___ TASK INPUT

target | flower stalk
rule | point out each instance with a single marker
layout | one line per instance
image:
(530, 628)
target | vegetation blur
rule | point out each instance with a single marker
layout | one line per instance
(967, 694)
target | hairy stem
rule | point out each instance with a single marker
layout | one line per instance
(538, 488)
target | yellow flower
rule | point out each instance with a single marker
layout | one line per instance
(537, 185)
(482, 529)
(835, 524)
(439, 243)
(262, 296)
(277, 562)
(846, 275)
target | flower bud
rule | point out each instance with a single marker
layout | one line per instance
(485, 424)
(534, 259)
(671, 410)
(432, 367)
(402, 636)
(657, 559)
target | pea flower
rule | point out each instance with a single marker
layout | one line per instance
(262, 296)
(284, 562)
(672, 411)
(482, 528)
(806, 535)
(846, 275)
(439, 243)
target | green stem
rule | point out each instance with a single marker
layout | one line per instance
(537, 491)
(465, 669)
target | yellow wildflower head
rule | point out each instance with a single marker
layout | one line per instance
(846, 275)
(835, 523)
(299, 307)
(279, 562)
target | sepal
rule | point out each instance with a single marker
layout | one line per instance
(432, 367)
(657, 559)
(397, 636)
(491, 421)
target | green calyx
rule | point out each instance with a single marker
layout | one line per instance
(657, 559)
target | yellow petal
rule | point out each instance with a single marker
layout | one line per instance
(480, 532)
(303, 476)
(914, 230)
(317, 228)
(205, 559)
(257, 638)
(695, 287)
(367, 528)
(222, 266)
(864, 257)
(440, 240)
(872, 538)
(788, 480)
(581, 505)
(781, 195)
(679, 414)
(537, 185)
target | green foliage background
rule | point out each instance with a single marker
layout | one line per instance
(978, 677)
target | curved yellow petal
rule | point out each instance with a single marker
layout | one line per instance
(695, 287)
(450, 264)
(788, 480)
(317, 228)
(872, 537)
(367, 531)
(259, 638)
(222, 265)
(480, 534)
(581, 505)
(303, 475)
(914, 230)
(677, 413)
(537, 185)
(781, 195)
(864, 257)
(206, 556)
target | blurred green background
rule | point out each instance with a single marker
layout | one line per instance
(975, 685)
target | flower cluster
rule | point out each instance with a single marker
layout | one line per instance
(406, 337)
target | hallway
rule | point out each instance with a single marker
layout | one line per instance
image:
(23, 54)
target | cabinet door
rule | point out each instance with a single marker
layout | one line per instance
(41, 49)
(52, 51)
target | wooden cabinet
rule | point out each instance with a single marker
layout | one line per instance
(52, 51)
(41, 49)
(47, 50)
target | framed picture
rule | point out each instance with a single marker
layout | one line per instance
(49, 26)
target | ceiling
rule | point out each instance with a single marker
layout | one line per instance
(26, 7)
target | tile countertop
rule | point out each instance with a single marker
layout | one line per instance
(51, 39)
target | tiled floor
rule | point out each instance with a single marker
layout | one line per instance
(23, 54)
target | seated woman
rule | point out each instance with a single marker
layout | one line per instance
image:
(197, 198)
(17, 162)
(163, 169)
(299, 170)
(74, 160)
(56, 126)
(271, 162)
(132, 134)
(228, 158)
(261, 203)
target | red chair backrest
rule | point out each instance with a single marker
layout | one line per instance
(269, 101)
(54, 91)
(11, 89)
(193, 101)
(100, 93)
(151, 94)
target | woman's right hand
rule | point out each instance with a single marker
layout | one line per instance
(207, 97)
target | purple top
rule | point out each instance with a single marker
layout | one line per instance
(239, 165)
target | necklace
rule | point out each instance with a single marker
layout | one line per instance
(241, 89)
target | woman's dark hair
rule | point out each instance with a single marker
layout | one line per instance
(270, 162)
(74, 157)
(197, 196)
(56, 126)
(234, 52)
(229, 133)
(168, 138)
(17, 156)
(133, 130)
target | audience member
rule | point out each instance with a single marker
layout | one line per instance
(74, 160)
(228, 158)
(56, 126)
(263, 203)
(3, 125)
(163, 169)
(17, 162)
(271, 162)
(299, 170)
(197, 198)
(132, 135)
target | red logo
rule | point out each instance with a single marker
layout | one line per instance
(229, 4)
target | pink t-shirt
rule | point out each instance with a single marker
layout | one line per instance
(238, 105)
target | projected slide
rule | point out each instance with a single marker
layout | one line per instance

______

### THE PROBLEM
Quote the material exactly, leaving nothing out.

### RESPONSE TO THE TASK
target | flower stalk
rule | point out each instance with a single marker
layout | one line per instance
image:
(530, 628)
target | vegetation blur
rule | point out each instance with a single marker
layout | one line per instance
(967, 694)
target | hairy stem
rule | point out each instance with a single marker
layout | one line per instance
(538, 488)
target | yellow flower
rule | point out each instance with a single marker
layout | one line per instance
(537, 185)
(482, 529)
(835, 524)
(439, 243)
(262, 296)
(277, 562)
(846, 275)
target | flower bud
rule | point out each instance with a single marker
layout | one line per instance
(485, 424)
(534, 259)
(671, 410)
(432, 367)
(402, 636)
(657, 559)
target | pea flower
rule | point out each instance with a single marker
layout | one line per instance
(262, 296)
(284, 562)
(672, 411)
(482, 528)
(806, 535)
(846, 275)
(439, 243)
target | green stem
rule | point out each instance with a single marker
layout | one line per instance
(537, 491)
(465, 669)
target | yellow wildflower head
rule | point out each instance with a single marker
layout | one line per instance
(846, 275)
(835, 523)
(299, 307)
(279, 562)
target | sepal
rule | point out each instance with a single marker
layout | one line per instance
(432, 367)
(657, 559)
(397, 636)
(491, 421)
target | green calyx
rule | point out each instance with a single marker
layout | one line per instance
(657, 559)
target | yellow petal
rule | point out each instance with a single marker
layout | one line per instance
(480, 532)
(303, 476)
(914, 230)
(317, 228)
(205, 559)
(257, 638)
(695, 287)
(367, 528)
(222, 266)
(864, 257)
(440, 240)
(872, 538)
(788, 480)
(581, 505)
(781, 195)
(679, 414)
(537, 185)
target | green foliage background
rule | point out each instance with a single marker
layout | one line per instance
(978, 677)
target | curved yellow petal
rule | point out each instance with a single marker
layout | one line per instance
(695, 287)
(450, 264)
(788, 480)
(317, 228)
(872, 537)
(367, 531)
(259, 638)
(222, 265)
(480, 534)
(581, 505)
(303, 475)
(914, 230)
(677, 413)
(537, 185)
(781, 195)
(864, 257)
(206, 556)
target | blurred green background
rule | point out each instance with a single marker
layout | one line per instance
(975, 685)
target | flower cluster
rule | point out each instance with a single marker
layout | one line per instance
(406, 337)
target | hallway
rule | point out each instance with a single marker
layout | one line per instance
image:
(23, 54)
target | cabinet door
rule | point out each instance with a single marker
layout | one line per instance
(41, 49)
(52, 51)
target | wooden cabinet
rule | point out each instance with a single marker
layout | one line per instance
(52, 51)
(41, 49)
(47, 50)
target | framed picture
rule | point out each instance with a single marker
layout | one line per instance
(49, 26)
target | ceiling
rule | point out each instance with a single marker
layout | one line per instance
(26, 7)
target | tile countertop
rule | point out each instance with a single marker
layout | one line per instance
(51, 39)
target | tiled floor
rule | point out each instance with a single marker
layout | one line per instance
(23, 54)
target | seated woman
rule | point out each instance with a single marker
layout | one line per instance
image:
(197, 198)
(17, 162)
(163, 169)
(299, 170)
(74, 160)
(56, 126)
(271, 162)
(132, 134)
(228, 158)
(261, 203)
target | red chair backrest
rule | point out each instance with a single marker
layout | one line per instance
(269, 101)
(54, 91)
(11, 89)
(193, 101)
(100, 93)
(151, 94)
target | woman's right hand
rule | point out each instance with a single marker
layout | one line per instance
(207, 97)
target | purple top
rule | point out each instance with a single marker
layout | one line per instance
(239, 165)
target | necklace
rule | point out each instance with a single marker
layout | one line per instance
(241, 89)
target | woman's dark hair
rule | point out each instance with a single marker
layout | one line per instance
(270, 162)
(74, 157)
(197, 196)
(56, 126)
(234, 52)
(229, 133)
(168, 138)
(17, 156)
(133, 130)
target | audience member
rule | point out each instance with a single marker
layout | one line per instance
(74, 160)
(228, 158)
(56, 126)
(263, 203)
(3, 125)
(163, 169)
(17, 162)
(271, 162)
(299, 170)
(197, 198)
(132, 135)
target | red logo
rule | point out each instance with a single marker
layout | one line per instance
(229, 4)
target | pink t-shirt
rule | point out each instance with a single marker
layout | one line per instance
(238, 105)
target | projected slide
rule | point out each instance with a single marker
layout | one line per instance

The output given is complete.